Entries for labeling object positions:
○ ○ ○ ○ ○ ○ ○

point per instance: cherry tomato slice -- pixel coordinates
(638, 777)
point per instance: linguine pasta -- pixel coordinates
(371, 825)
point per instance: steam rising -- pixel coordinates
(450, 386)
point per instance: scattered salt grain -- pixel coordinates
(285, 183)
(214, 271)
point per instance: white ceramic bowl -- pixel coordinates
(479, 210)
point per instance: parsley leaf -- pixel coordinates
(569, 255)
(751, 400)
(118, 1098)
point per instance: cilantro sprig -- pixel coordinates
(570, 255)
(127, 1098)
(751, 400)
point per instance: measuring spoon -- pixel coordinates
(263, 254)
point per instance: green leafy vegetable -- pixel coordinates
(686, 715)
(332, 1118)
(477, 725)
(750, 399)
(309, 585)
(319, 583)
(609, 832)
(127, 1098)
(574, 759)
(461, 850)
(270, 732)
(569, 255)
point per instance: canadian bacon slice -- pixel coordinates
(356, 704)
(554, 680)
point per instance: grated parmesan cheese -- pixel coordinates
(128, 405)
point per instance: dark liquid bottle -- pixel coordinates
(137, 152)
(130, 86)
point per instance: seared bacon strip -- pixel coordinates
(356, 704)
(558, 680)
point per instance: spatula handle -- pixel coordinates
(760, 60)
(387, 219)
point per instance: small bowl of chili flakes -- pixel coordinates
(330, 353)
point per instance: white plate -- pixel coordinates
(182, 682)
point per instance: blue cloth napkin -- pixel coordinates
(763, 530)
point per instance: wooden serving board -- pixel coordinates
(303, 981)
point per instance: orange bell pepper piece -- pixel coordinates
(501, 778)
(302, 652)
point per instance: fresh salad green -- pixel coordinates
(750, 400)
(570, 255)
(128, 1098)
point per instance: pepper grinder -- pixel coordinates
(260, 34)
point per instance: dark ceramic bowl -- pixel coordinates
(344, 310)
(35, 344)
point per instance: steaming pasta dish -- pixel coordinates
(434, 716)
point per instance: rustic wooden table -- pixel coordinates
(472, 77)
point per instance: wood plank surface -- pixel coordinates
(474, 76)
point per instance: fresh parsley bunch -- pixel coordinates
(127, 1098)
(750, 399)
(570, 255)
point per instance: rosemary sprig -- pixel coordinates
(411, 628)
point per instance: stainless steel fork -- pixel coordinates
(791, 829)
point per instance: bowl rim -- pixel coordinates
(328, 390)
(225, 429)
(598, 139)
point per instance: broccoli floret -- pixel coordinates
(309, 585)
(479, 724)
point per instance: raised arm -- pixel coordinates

○ ○ ○ ○ ○ ○ ○

**Task statement**
Rewrite everything from the line containing "point per instance: rustic" down to the end of the items as a numbered list, with no blank lines.

**Solved exercise**
1. point per instance: rustic wooden table -- pixel coordinates
2. (472, 77)
3. point per instance: wood plank surface -- pixel coordinates
4. (474, 76)
5. point per instance: fresh parsley bunch -- pixel coordinates
6. (127, 1098)
7. (750, 399)
8. (570, 255)
9. point per instance: rosemary sprig -- pixel coordinates
10. (411, 628)
11. point per instance: stainless steel fork -- pixel coordinates
12. (791, 829)
13. point per instance: bowl rim -- pixel coordinates
14. (328, 390)
15. (225, 429)
16. (598, 139)
17. point per instance: broccoli floret -- pixel coordinates
18. (309, 585)
19. (479, 724)
20. point per instance: raised arm -- pixel coordinates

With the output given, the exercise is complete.